EXERCISE — What is needed is an exact transcription of every record below.

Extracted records

——————————

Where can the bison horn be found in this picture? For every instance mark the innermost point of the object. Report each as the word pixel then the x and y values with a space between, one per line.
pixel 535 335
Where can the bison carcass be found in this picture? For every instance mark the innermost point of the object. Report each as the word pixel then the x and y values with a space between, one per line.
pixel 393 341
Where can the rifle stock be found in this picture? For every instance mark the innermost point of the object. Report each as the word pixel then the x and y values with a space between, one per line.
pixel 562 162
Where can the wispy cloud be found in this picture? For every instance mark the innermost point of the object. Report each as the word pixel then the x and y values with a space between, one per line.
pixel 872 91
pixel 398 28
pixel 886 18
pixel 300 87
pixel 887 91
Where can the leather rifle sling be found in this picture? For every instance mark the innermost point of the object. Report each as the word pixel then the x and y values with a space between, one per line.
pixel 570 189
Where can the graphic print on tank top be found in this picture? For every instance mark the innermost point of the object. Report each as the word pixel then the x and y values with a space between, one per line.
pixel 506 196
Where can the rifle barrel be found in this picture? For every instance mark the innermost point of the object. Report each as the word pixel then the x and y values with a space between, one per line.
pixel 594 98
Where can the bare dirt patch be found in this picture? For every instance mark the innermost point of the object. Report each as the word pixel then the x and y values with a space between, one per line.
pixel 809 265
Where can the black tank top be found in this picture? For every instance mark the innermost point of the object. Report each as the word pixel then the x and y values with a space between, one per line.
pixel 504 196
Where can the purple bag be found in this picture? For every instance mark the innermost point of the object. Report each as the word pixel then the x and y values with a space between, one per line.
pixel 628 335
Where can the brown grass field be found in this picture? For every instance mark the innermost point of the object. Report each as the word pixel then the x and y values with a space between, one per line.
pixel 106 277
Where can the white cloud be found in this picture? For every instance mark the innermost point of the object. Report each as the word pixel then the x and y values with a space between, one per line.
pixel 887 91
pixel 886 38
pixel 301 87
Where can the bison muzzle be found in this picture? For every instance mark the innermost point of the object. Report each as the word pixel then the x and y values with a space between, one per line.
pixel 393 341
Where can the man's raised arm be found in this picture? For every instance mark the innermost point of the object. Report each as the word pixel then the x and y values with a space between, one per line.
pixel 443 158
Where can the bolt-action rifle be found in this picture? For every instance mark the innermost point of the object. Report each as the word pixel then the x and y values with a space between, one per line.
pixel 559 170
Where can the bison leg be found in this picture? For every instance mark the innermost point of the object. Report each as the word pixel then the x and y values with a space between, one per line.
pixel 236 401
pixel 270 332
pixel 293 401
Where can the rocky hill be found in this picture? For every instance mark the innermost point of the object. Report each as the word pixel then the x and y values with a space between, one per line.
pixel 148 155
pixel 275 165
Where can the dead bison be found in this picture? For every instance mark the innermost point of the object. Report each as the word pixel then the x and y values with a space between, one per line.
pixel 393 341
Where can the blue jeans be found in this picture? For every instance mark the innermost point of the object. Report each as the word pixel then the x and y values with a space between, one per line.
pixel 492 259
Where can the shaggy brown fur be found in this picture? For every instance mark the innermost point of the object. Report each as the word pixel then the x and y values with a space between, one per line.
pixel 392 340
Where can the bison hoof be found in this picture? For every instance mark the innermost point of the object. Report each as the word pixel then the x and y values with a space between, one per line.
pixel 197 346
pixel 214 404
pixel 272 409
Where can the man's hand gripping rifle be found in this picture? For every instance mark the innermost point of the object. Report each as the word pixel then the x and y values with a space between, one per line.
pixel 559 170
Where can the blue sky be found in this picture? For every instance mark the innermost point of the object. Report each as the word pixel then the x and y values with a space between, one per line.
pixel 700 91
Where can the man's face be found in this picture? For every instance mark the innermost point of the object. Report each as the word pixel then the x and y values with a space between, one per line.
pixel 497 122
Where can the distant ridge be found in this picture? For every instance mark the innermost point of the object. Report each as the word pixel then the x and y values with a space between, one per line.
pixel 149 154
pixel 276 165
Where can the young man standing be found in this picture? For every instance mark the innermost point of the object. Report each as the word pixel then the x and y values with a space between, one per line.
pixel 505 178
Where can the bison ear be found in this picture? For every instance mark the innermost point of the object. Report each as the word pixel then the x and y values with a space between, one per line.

——————————

YOUR RESPONSE —
Where can the bison horn be found in this picture? For every instance mark the innermost point of the object. Report each as the word pixel then the x and y values with a space between, one per line.
pixel 535 335
Where can the bison carcass be found in this picture? For every instance mark the innermost point of the object. Report each as the word pixel then the x and y values with a space between, one per line.
pixel 393 341
Where can the rifle stock be found in this picture? For every instance mark the innermost point of the object. Report each as the word pixel then the x and y values with a space between, one per line.
pixel 562 162
Where can the wispy cloud be found in this picture? For every instance mark the innermost point of the object. Report each as the word pixel then the x and y values with a space between, one per line.
pixel 872 91
pixel 398 28
pixel 886 18
pixel 300 87
pixel 887 91
Where can the leather rifle sling be found in this picture? For every instance mark the innermost point of the object. Report each as the word pixel then the x and y values with a space between, one per line.
pixel 570 189
Where can the graphic print on tank top be found in this picture? For every instance mark the innermost point of the object. Report each as the word pixel then the x and y values with a space between, one per line.
pixel 506 196
Where can the rifle barrel be found in this picture? For every instance mark the innermost point of the object. Report each as the word pixel then the x and y values with a space between, one per line.
pixel 594 98
Where can the bare dirt patch be found in this picture? For every instance mark the innermost point of the object. Report each as the word pixel then the x and y values with a space between, one per line.
pixel 809 265
Where can the black tank top be found in this picture? For every instance mark the innermost point of the object. Report each as the word pixel then the x and y values with a space between, one per line.
pixel 504 196
Where can the purple bag be found in this picture? For every instance mark the innermost point of the object. Report each as the word pixel then the x and y values with a space between, one per line.
pixel 628 335
Where can the brown grass field be found in this picture? For every instance mark the innermost point of the object. Report each as the word pixel then the x and y values with a space between, one per line.
pixel 106 277
Where can the white cloud be found in this picture? For every instance mark the innermost point of the object. Report each as the word pixel then the x and y values with a space between, one per line.
pixel 887 91
pixel 886 38
pixel 301 87
Where can the bison muzzle be found in this picture? For every instance mark the innermost point of the object. Report each as the word pixel then the x and y values with a space between, one per line.
pixel 393 341
Where can the man's raised arm be found in this picture? For every instance mark the innermost point of the object. Report each as the word pixel then the x and y values with a space between, one per line.
pixel 443 158
Where can the bolt-action rifle be found in this picture? For every instance mark the innermost point of the object. Report each as the word pixel then the x and y values with a space between, one per line.
pixel 559 170
Where can the bison leg be found in this picture? For every instance mark the innermost point of the object. Report each as the word pixel then the x and y values with a space between, one per line.
pixel 236 401
pixel 270 332
pixel 293 401
Where can the rocky hill be found in this picture? For every instance mark the innermost point of the object. Report each as the word pixel then the x and y values with a space between, one per line.
pixel 148 155
pixel 275 165
Where can the dead bison be found in this picture? For every instance mark the innermost point of the object. Report each as the word pixel then the x and y values with a space between, one per line.
pixel 393 341
Where can the blue jeans be found in this picture? For every instance mark the innermost point of the object. Report each as the word pixel then the x and y values with a space between, one per line.
pixel 492 259
Where can the shaggy brown fur be found in this picture? For every instance mark the innermost point of the object. Report each as the word pixel then the x and y values with a space between, one per line.
pixel 392 340
Where can the bison hoof be found in this picture? For every instance mark the innermost point of the object. Report each as the word pixel then the x and y values with a space between, one per line.
pixel 197 346
pixel 214 404
pixel 272 409
Where can the man's hand gripping rifle be found in this picture? For every instance mark the innermost point of the object. Report each as the word pixel then the x and y values with a space between, one per line.
pixel 559 170
Where can the blue sky be found in this picture? For every instance mark the innermost point of the object. Report each as the word pixel then the x and y values with a space between, one per line.
pixel 700 91
Where can the man's face be found in this picture? For every instance mark the innermost point of the object. Report each as the word pixel then the x and y values with a space between, one per line.
pixel 497 122
Where can the distant ridge be found in this picture? For every instance mark the innermost point of the object. Report each as the word pixel then the x and y values with a space between, one per line.
pixel 149 154
pixel 276 165
Where can the young man standing be found in this picture? For every instance mark the innermost point of the object. Report each as the word pixel then the x and y values with a space between, one per line.
pixel 505 178
Where can the bison ear be found in this picture? For every instance mark the innermost point of the object. Report each as the word pixel then the x and y values with a space between, one per line.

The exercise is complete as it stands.